** Begin INPUT **

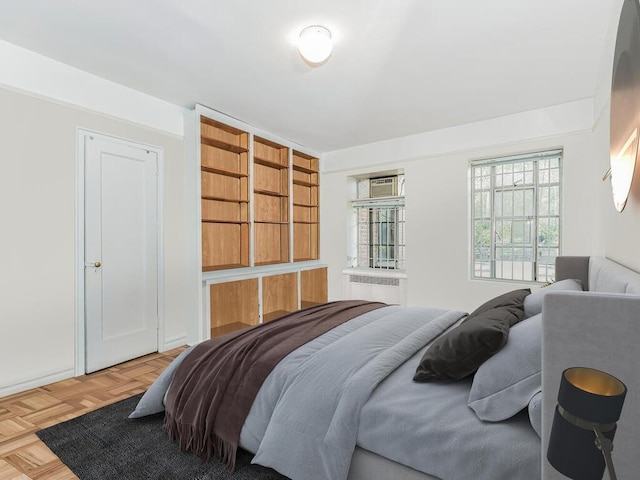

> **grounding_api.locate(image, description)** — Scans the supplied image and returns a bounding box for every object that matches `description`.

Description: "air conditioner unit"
[369,177,398,198]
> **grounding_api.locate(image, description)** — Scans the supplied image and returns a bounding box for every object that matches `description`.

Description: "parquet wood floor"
[0,347,185,480]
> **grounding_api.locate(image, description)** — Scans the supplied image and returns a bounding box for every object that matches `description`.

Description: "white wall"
[0,88,197,396]
[321,101,604,310]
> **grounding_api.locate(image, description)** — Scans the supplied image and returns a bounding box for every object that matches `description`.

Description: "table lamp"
[547,367,627,480]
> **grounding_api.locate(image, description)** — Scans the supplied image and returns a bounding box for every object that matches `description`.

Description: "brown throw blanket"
[164,300,386,470]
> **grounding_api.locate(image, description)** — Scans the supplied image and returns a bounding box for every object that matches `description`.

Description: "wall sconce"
[298,25,333,64]
[547,367,627,480]
[603,0,640,212]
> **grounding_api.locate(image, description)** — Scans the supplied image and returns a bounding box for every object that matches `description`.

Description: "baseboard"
[160,335,187,352]
[0,368,75,397]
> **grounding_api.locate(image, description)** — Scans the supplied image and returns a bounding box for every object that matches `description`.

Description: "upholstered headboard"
[556,256,640,295]
[542,257,640,480]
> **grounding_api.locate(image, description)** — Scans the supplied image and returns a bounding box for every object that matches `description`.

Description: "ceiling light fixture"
[298,25,333,64]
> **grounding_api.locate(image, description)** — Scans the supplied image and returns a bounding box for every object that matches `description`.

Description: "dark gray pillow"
[468,314,542,422]
[413,288,531,382]
[524,278,582,318]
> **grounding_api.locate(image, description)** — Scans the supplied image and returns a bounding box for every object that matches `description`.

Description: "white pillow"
[467,314,542,422]
[524,279,582,318]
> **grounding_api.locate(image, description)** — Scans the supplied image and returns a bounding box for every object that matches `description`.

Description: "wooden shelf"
[202,263,247,272]
[211,322,253,338]
[200,116,251,271]
[199,115,327,344]
[200,137,249,153]
[293,150,318,173]
[300,267,328,308]
[200,195,249,203]
[209,278,259,336]
[262,272,298,322]
[253,188,289,197]
[262,308,288,323]
[293,163,318,173]
[200,167,249,178]
[253,222,289,265]
[201,222,249,271]
[293,178,320,187]
[202,218,249,225]
[253,155,289,170]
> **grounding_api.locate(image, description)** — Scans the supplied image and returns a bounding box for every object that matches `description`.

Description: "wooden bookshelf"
[292,150,320,262]
[300,267,328,308]
[253,136,289,266]
[262,272,298,322]
[195,108,327,337]
[200,116,250,271]
[209,278,259,337]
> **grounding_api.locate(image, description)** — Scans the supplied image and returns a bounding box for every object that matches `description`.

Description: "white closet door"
[85,136,158,373]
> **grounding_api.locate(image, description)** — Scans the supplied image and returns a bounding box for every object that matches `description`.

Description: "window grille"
[471,150,562,282]
[352,179,405,270]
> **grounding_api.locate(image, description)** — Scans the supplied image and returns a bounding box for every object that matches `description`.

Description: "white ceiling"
[0,0,622,152]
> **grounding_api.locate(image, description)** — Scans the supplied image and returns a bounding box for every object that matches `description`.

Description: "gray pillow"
[529,390,542,438]
[524,278,582,318]
[413,288,531,382]
[129,344,192,418]
[467,314,542,422]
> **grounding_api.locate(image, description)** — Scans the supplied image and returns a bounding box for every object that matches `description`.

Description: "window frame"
[348,177,406,273]
[469,148,564,284]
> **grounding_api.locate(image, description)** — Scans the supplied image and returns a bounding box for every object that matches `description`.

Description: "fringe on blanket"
[162,412,238,473]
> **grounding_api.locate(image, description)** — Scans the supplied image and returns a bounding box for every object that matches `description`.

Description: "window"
[471,150,562,282]
[352,175,405,270]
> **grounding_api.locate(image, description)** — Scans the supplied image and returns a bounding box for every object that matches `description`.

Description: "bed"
[132,261,640,480]
[542,257,640,480]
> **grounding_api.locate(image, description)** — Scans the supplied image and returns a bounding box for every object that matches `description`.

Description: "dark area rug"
[36,395,286,480]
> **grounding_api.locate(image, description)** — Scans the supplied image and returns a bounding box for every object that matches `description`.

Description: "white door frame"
[75,127,165,376]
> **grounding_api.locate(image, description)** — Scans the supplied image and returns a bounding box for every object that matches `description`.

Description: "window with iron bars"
[352,175,405,270]
[471,150,562,282]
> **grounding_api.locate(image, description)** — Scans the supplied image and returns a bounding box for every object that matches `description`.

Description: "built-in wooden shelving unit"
[262,272,298,322]
[293,150,320,262]
[253,137,289,265]
[209,278,260,337]
[200,117,250,271]
[194,106,327,338]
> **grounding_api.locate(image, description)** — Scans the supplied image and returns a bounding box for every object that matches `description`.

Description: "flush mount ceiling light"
[298,25,333,64]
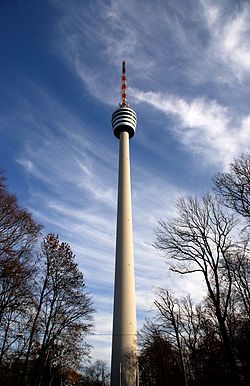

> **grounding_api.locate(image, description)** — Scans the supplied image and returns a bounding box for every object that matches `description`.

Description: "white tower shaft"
[111,131,137,386]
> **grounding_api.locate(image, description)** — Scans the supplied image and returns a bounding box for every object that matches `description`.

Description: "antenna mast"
[121,60,128,107]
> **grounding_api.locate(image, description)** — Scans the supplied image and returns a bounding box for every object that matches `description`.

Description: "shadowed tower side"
[111,62,137,386]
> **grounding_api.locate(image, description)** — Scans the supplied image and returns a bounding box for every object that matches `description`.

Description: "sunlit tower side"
[111,62,137,386]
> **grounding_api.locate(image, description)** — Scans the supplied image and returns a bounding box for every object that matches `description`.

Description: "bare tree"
[0,175,41,374]
[154,288,188,385]
[213,154,250,218]
[26,234,94,385]
[155,195,240,385]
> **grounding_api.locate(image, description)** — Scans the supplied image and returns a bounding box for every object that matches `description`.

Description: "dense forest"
[0,154,250,386]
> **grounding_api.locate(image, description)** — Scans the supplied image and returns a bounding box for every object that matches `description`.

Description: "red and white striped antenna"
[121,60,128,107]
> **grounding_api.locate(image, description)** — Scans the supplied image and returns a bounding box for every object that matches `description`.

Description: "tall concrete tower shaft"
[111,62,137,386]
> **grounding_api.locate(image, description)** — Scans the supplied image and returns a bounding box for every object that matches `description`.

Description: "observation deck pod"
[112,106,137,139]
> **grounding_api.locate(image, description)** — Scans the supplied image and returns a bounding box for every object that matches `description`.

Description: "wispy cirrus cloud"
[133,90,250,168]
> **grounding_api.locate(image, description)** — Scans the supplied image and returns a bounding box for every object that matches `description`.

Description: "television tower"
[111,61,137,386]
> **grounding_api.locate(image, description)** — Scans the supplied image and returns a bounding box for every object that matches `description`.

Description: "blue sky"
[0,0,250,360]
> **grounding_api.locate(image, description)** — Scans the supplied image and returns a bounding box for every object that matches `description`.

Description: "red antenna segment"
[121,60,128,107]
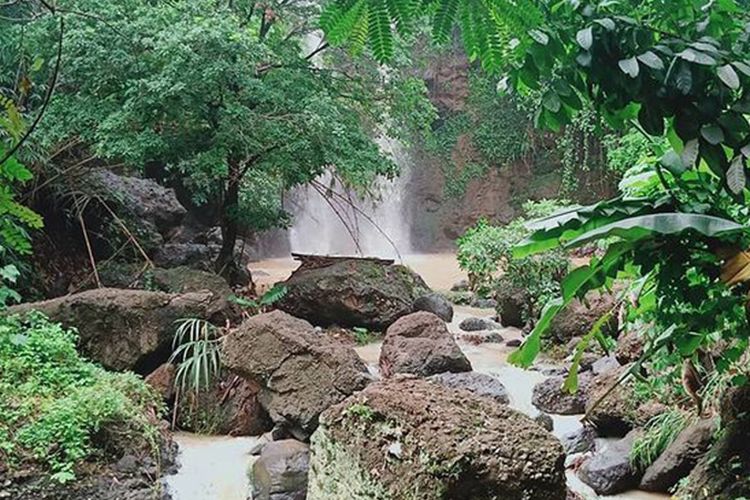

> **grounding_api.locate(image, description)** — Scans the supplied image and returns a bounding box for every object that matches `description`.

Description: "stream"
[165,254,669,500]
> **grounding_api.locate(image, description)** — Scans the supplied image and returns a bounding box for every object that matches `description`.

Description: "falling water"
[289,138,418,260]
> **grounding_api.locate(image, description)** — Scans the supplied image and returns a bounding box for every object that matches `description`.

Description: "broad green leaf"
[638,50,664,70]
[716,64,740,90]
[727,155,747,194]
[566,213,747,248]
[576,26,594,50]
[701,123,724,146]
[617,57,640,78]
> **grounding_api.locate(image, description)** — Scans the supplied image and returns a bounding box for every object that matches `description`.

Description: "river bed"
[165,254,669,500]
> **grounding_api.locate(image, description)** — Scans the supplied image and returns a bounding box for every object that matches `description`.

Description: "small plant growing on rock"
[169,318,221,395]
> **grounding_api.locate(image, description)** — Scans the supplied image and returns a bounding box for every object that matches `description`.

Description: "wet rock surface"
[249,439,310,500]
[414,292,453,323]
[532,373,590,415]
[277,259,429,330]
[308,376,566,500]
[222,311,374,439]
[427,372,510,404]
[379,312,471,377]
[578,432,638,495]
[9,288,214,373]
[641,420,716,493]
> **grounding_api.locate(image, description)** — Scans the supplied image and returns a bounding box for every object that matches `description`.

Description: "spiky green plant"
[169,318,221,395]
[630,409,691,470]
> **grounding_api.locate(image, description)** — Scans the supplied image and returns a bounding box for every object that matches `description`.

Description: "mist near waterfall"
[286,138,412,260]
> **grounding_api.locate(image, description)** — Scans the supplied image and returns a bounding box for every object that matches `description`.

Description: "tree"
[321,0,750,383]
[4,0,434,282]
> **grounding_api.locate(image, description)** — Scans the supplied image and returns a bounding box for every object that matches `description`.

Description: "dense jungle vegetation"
[0,0,750,496]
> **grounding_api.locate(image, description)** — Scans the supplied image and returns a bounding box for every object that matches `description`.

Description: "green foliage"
[425,71,530,198]
[0,313,161,481]
[169,318,221,397]
[229,283,288,314]
[630,409,690,470]
[457,200,568,304]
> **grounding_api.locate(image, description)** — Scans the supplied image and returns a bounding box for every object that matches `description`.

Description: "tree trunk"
[215,163,241,280]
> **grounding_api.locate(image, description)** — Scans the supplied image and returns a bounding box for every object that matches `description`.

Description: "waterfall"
[287,138,418,260]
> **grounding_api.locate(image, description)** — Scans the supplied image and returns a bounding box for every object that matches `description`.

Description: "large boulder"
[222,311,371,439]
[549,291,617,345]
[277,259,429,330]
[586,366,667,437]
[414,292,453,323]
[427,372,510,405]
[379,312,471,377]
[641,419,716,493]
[86,170,187,249]
[308,376,565,500]
[176,373,273,436]
[531,372,590,415]
[249,439,310,500]
[578,431,638,495]
[8,288,217,375]
[680,385,750,500]
[99,263,238,322]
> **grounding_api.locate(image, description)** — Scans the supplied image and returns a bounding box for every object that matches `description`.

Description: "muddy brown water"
[165,254,669,500]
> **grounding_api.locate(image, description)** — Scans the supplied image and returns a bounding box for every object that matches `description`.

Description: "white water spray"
[288,139,418,260]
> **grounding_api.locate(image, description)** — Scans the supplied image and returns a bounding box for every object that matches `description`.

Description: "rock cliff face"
[408,49,612,251]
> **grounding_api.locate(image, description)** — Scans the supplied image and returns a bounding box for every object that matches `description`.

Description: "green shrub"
[0,313,162,481]
[457,200,568,308]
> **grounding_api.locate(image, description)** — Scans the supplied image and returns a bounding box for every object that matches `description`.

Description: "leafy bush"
[630,409,690,470]
[0,313,162,482]
[457,200,568,314]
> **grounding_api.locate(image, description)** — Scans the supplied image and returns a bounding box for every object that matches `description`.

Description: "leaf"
[677,47,716,66]
[594,17,617,31]
[701,123,724,146]
[617,57,640,78]
[659,149,697,176]
[716,64,740,90]
[576,26,594,50]
[721,250,750,287]
[529,30,549,45]
[726,155,747,194]
[565,212,747,248]
[680,139,700,168]
[542,92,561,113]
[732,61,750,76]
[638,50,664,71]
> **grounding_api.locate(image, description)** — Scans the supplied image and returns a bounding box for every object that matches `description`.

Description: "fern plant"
[169,318,221,395]
[320,0,546,70]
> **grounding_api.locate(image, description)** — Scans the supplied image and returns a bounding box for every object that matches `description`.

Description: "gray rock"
[591,356,620,375]
[308,376,565,500]
[379,312,471,377]
[641,419,716,493]
[414,292,453,323]
[534,412,555,432]
[222,311,376,439]
[8,288,217,375]
[471,297,497,309]
[578,431,639,495]
[458,317,502,332]
[276,259,430,330]
[249,439,310,500]
[427,372,510,404]
[560,425,596,455]
[531,373,589,415]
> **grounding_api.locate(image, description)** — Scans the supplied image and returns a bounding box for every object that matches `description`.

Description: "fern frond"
[432,0,461,43]
[367,0,393,63]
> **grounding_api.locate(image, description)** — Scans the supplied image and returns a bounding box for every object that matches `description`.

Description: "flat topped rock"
[308,376,566,500]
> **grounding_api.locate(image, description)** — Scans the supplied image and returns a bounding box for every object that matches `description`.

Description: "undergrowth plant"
[630,408,691,470]
[0,313,163,482]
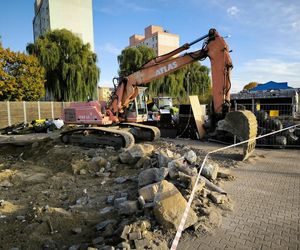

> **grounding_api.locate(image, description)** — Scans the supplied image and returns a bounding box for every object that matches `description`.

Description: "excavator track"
[61,127,134,149]
[217,110,257,160]
[119,122,160,141]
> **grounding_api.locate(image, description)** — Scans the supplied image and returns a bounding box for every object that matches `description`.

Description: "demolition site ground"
[0,134,296,249]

** End INPUT **

AIM: Gather every line of the records above that contains the string "plant", and copy each one in full. Case counts.

TASK RESPONSE:
Description: "small plant growing on rock"
Description: "spiky green plant"
Description: "fern plant"
Description: "undergrowth plant"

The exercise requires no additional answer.